=== Direction ===
State how many lines in the items below contain the string "trees", treating uppercase and lowercase as different. Give only the number.
# # #
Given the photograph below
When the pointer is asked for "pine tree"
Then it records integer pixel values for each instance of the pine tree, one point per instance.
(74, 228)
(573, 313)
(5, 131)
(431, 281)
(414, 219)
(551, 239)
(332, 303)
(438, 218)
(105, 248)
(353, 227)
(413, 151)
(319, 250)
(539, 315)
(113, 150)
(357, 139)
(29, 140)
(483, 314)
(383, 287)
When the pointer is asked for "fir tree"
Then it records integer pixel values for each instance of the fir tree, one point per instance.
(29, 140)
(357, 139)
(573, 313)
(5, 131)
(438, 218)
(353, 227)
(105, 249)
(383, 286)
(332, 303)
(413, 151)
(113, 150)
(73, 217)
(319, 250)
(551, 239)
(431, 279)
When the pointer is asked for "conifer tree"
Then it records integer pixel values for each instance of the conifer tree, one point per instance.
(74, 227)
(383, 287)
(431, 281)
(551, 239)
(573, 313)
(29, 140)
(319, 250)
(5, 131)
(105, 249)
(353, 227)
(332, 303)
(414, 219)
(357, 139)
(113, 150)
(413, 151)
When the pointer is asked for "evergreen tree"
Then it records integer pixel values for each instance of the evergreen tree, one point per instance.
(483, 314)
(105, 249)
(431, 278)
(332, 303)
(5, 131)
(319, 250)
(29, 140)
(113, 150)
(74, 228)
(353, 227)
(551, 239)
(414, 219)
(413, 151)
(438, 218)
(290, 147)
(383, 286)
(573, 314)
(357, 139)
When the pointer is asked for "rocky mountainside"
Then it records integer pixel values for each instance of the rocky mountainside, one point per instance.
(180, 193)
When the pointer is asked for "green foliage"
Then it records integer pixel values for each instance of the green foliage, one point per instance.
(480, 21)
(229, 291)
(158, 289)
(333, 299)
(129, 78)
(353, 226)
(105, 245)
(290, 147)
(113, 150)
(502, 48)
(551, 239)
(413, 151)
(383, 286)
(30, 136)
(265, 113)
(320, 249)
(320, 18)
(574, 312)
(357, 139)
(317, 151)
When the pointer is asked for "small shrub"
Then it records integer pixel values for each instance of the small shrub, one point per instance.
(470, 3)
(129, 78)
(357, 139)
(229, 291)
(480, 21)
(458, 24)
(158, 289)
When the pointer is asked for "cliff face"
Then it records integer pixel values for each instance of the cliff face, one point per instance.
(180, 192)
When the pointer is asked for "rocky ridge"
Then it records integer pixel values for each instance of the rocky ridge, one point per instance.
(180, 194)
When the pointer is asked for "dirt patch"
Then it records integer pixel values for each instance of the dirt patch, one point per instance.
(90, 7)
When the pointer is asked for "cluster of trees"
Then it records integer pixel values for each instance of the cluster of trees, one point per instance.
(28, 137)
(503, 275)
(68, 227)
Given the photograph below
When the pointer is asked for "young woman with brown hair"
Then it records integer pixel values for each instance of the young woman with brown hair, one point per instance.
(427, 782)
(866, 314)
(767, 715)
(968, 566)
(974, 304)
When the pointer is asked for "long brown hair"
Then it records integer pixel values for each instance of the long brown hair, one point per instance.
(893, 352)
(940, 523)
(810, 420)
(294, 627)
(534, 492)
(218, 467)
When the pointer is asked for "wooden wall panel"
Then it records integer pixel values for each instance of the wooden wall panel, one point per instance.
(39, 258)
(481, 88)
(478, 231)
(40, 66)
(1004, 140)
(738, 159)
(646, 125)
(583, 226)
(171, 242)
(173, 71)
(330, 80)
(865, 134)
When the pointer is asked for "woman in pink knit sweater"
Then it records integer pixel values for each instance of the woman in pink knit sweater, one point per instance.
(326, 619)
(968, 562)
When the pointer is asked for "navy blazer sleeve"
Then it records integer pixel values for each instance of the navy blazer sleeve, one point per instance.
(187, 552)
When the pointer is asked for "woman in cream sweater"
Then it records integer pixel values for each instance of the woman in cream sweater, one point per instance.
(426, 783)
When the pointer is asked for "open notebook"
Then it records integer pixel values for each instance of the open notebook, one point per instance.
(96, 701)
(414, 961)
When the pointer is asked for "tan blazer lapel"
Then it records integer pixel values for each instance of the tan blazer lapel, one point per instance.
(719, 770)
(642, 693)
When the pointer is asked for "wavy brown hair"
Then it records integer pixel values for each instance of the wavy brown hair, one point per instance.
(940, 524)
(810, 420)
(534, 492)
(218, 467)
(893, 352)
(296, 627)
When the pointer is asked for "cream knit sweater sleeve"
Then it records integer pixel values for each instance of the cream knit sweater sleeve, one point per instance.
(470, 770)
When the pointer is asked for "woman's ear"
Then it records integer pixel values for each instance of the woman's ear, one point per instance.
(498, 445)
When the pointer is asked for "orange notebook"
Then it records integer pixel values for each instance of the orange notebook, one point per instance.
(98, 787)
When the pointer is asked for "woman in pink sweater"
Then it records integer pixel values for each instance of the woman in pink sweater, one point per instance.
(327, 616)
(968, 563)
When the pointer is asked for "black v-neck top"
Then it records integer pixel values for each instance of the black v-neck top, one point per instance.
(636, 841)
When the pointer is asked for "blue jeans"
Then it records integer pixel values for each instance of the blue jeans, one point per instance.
# # #
=== Task response ===
2